=== Dataset rows ===
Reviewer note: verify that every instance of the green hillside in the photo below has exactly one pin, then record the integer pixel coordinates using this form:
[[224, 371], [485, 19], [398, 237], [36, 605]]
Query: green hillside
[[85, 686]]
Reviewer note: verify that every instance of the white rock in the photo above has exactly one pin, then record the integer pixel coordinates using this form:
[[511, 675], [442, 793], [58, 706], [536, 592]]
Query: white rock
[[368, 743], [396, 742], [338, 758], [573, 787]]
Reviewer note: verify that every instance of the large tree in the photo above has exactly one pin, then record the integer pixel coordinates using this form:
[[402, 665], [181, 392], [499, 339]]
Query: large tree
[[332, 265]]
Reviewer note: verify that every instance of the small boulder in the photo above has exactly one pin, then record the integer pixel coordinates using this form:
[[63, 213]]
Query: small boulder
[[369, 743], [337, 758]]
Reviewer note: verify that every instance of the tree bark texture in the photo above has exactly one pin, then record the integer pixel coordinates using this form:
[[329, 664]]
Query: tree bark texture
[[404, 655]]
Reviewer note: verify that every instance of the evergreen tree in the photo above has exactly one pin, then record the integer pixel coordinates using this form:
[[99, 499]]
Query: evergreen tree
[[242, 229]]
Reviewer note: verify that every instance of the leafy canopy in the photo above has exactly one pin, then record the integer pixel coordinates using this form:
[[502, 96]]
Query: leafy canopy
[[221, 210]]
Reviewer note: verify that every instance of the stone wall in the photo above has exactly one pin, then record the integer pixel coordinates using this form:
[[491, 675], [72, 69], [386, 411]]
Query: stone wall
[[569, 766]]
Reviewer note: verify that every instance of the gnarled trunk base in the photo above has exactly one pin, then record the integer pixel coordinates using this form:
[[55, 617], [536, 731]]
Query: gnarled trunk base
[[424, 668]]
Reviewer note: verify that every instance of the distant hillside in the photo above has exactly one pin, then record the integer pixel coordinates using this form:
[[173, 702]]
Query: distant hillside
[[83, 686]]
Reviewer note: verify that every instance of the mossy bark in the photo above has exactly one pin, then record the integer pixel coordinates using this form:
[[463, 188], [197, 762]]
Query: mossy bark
===
_Given task_
Rewrite all of the material above, replacing each occurrence of "Reviewer note" with "Annotator note" and keeping every other character the same.

_Solution for this exercise_
Annotator note: verify that every instance of the green hillside in the photo below has exactly one pin, then record the integer pixel coordinates using this form:
[[224, 371], [485, 19], [398, 237], [36, 605]]
Query: green hillside
[[85, 686]]
Annotator note: verify that every instance of the white rock in the photo above has exactly one pin, then record the integer pixel coordinates using this form:
[[511, 675], [442, 793], [58, 706], [536, 592]]
Query: white rock
[[368, 743], [396, 742], [338, 758], [573, 787]]
Annotator note: verify that every instance of the large tree in the photo above has exactly one pin, then record the integer pixel coordinates using this form:
[[402, 665], [181, 392], [499, 339]]
Query: large tree
[[332, 265]]
Annotator note: verify that every instance of the small boulder in the photo above has exactly one pin, then record the integer pixel coordinates using this form:
[[63, 213]]
Query: small boulder
[[369, 743], [337, 758]]
Annotator note: verify that every instance of the tree bark texture in the photo above has exactly one pin, then record the integer pixel coordinates using this form:
[[329, 664]]
Query: tree bark texture
[[404, 655]]
Annotator note: verify that every instance of the evergreen tree in the photo above has exactly one pin, then record the integer pixel coordinates using this form:
[[99, 499]]
Query: evergreen tree
[[242, 229]]
Annotator note: verify that every instance of the leafy canopy in the photo above has exactly one pin, then record the integer pixel coordinates using this form:
[[502, 96]]
Query: leafy canopy
[[221, 210]]
Annotator note: verify that every instance of the stone wall in the photo above has exactly one pin, then record the integer pixel coordinates using this form:
[[491, 675], [72, 69], [386, 411]]
Query: stone wall
[[569, 766]]
Annotator note: verify that every instance of the gnarled trunk base in the photo above has exactly one pin, then record the integer pixel coordinates using this form:
[[55, 617], [536, 731]]
Query: gnarled trunk base
[[424, 668]]
Annotator note: verify that every instance of the distant hillside in the photo above has exactly one pin, then record the integer pixel coordinates using this form:
[[173, 702]]
Query: distant hillside
[[83, 686]]
Annotator note: verify that every instance of the mossy bark in the photo above has exactly one pin, then record the integer pixel coordinates using this form:
[[463, 188], [197, 762]]
Query: mossy bark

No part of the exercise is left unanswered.